Stored items:
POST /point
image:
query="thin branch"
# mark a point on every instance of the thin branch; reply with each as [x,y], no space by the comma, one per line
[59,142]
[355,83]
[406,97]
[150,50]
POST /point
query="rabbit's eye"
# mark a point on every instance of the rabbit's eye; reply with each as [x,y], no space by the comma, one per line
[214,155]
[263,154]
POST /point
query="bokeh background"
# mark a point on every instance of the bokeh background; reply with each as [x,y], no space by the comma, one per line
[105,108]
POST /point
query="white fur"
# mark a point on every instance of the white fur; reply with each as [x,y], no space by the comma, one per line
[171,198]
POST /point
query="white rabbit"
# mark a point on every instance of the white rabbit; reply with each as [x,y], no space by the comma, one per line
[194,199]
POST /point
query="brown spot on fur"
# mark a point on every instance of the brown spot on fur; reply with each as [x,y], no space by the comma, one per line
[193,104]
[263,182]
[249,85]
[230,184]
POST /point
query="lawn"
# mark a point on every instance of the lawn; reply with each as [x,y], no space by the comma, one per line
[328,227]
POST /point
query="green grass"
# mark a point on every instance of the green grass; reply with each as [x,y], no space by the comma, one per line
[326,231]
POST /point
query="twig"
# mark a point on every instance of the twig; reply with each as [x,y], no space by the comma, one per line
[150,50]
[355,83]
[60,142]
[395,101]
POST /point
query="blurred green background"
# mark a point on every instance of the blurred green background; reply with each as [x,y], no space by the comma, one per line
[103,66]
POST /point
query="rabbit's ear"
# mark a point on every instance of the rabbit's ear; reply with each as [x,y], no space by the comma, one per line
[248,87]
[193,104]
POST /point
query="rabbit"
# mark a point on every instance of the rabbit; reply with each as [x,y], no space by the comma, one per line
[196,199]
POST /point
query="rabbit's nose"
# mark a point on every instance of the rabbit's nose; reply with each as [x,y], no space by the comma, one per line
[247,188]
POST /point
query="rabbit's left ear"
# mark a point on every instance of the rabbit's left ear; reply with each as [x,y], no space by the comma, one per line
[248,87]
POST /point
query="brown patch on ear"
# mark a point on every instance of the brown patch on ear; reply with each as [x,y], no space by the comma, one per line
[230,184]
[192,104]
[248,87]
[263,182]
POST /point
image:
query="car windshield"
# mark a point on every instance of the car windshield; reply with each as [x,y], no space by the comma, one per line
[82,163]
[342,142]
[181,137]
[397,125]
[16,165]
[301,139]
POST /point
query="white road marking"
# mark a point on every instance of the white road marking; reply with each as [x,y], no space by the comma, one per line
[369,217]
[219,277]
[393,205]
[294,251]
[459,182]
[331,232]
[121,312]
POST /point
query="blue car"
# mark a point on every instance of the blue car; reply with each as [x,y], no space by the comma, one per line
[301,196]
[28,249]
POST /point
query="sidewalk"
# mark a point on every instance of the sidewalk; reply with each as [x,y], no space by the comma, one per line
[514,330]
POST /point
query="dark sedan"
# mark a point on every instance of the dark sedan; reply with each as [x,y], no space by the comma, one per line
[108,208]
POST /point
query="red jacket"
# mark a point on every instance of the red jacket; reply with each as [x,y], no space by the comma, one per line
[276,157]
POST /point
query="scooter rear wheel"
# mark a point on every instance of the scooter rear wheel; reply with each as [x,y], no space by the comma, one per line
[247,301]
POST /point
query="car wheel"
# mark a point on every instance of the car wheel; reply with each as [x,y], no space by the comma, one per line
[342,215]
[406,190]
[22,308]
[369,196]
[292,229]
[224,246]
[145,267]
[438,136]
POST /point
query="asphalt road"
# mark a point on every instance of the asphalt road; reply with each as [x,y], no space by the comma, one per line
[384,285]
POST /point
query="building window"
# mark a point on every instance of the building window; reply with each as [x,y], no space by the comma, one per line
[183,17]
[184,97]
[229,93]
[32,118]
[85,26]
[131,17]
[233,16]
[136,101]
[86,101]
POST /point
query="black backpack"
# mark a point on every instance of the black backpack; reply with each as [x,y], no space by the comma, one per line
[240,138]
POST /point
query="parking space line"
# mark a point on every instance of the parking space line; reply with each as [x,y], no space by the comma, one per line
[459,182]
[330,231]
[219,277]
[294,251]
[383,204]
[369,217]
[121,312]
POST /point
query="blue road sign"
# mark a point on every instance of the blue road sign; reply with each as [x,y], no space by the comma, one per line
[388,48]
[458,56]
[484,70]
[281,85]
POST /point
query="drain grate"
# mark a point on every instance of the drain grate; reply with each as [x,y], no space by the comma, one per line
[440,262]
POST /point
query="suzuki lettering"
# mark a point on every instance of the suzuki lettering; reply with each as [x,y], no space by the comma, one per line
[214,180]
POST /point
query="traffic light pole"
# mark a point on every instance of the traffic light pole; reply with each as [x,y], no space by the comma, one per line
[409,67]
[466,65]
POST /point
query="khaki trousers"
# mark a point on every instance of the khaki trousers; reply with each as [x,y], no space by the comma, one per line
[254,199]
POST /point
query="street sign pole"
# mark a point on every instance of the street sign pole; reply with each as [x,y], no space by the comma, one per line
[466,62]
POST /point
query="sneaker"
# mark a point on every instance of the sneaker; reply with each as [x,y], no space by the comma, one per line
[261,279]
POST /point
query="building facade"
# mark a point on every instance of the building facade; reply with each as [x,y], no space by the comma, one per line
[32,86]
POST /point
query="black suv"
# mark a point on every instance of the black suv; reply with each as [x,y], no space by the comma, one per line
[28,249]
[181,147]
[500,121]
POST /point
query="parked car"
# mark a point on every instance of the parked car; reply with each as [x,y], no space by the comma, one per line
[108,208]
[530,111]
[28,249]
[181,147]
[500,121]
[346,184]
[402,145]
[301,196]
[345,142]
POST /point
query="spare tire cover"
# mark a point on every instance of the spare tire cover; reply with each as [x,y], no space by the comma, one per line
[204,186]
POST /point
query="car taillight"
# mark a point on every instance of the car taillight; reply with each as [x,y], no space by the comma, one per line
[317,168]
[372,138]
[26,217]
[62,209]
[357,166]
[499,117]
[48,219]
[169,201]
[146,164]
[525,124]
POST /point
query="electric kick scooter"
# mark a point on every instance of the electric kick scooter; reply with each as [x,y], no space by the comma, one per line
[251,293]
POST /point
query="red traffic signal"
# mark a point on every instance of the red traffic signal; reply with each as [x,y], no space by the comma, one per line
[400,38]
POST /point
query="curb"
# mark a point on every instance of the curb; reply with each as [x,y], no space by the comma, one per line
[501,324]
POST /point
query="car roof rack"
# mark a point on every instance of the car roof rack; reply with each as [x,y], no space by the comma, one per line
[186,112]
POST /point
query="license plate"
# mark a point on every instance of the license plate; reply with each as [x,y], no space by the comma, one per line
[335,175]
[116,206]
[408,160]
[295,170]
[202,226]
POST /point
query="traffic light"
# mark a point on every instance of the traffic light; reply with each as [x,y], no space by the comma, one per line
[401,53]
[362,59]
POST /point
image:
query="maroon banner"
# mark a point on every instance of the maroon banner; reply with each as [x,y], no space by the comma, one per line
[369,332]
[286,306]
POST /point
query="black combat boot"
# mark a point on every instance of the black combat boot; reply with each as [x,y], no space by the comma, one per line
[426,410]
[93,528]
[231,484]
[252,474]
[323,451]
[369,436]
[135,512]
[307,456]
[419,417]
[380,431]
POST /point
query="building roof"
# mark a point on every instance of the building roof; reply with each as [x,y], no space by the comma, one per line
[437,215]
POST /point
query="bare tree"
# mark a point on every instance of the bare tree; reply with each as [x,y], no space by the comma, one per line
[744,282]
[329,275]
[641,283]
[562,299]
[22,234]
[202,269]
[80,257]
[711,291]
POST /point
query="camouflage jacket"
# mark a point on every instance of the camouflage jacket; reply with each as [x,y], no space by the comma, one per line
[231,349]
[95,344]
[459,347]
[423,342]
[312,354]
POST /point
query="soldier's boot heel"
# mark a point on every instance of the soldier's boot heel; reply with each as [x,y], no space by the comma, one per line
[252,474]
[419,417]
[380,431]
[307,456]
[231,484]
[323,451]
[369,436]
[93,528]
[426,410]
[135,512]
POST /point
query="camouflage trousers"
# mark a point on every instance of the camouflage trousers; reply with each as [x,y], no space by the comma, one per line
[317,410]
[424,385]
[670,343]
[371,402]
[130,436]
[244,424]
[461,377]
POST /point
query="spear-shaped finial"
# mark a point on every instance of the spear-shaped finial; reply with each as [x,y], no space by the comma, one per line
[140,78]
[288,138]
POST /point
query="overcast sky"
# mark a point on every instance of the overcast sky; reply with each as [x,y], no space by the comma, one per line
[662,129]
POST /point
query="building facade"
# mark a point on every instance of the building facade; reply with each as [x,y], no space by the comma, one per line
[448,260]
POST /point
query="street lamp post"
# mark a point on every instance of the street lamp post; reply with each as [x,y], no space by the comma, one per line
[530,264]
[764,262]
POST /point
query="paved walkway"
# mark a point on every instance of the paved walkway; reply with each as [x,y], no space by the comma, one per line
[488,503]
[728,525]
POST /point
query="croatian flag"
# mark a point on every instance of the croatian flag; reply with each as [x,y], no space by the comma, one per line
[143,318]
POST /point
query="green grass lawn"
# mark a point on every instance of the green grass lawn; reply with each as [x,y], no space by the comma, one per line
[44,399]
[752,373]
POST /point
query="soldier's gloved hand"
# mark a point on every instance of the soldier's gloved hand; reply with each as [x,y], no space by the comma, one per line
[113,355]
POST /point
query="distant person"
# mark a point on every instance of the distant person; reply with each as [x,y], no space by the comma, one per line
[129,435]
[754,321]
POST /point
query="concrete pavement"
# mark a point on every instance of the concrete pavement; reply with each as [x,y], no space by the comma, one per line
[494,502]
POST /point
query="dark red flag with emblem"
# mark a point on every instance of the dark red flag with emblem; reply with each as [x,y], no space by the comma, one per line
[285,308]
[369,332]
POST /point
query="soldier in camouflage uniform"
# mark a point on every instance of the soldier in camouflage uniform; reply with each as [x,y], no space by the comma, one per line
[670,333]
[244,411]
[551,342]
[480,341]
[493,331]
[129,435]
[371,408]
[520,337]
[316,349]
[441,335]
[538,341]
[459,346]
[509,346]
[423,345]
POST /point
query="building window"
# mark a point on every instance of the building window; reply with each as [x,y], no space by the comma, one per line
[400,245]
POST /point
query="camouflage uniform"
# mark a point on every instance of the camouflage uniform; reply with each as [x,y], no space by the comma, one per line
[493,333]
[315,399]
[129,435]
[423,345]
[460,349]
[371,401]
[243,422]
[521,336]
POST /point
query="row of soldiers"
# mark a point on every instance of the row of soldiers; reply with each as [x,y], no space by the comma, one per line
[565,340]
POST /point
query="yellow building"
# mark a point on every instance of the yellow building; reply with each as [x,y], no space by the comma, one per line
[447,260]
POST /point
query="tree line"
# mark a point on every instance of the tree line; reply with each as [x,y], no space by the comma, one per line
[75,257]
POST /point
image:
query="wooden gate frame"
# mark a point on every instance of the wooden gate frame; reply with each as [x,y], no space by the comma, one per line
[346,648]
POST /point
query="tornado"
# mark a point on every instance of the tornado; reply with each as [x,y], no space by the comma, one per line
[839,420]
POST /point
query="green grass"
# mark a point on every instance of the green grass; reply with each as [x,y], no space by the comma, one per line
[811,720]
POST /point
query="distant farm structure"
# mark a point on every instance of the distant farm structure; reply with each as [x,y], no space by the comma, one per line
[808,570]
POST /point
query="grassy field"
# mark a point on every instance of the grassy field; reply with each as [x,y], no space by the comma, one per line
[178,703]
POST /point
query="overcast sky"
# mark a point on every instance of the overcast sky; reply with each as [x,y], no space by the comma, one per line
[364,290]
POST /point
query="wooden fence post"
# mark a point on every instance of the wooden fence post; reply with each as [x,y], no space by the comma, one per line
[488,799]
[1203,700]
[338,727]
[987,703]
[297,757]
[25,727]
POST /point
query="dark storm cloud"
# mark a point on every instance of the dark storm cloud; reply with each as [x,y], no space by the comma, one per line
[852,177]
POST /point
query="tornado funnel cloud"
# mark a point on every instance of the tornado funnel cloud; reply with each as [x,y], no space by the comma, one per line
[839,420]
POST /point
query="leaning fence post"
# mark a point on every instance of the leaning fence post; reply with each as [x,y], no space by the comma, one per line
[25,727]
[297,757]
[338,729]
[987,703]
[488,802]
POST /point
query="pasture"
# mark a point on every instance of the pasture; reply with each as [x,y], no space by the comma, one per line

## PROBLEM STATEMENT
Identify every line of the items above that contains the string "finial", and copy each such line.

## RESPONSE
query="spear-shaped finial"
# mark a point on every instance of the spear-shaped finial; reply with each as [x,y], no space by the comma, one per line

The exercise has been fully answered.